* BEGIN INPUT ROWS *
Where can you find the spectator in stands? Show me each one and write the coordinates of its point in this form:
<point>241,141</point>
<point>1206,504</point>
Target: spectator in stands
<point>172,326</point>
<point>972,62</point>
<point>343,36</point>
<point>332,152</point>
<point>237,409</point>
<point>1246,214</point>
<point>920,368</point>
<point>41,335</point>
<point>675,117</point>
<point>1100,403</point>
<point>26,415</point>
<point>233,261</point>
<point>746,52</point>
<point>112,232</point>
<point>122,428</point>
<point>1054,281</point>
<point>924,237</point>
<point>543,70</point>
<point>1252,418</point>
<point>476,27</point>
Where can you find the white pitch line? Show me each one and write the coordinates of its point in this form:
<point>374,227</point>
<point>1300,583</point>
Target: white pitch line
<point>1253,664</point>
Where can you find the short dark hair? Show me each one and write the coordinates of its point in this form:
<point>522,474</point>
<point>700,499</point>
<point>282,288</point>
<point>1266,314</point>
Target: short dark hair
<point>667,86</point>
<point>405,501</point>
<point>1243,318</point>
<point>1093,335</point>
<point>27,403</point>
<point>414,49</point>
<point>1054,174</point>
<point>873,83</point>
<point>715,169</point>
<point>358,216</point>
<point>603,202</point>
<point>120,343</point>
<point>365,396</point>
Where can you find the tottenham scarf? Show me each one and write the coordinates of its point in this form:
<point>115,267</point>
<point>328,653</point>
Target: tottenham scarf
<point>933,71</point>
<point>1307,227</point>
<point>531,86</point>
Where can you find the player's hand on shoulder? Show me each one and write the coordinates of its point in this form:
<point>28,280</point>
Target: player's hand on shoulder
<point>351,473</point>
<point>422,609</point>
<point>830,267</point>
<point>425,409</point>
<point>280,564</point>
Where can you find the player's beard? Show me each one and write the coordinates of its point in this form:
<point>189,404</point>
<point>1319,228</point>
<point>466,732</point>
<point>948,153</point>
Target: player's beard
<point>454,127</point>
* END INPUT ROWS *
- CHALLENGE -
Copy the stretch of material from the line containing "Where can you find the tottenham" through the end, requests included. Lower every coordinate in the answers by 122, and leave the requests and their sample points unchanged.

- RESULT BELOW -
Where can you find the tottenham scarf? Show me each one and write the coordinates of its point in this form:
<point>115,267</point>
<point>328,653</point>
Target: tottenham scarf
<point>811,-51</point>
<point>1185,105</point>
<point>409,-36</point>
Where can you find the player's hand on shoulder? Show me each one and write the coordinates of its point in this form:
<point>28,280</point>
Target: player's hand on shoulder
<point>229,351</point>
<point>300,487</point>
<point>708,145</point>
<point>303,287</point>
<point>158,442</point>
Where can you find the player's beard? Show me each one and write the coordinates of its point in this form:
<point>189,404</point>
<point>1319,228</point>
<point>466,732</point>
<point>948,153</point>
Target: player's beard
<point>332,5</point>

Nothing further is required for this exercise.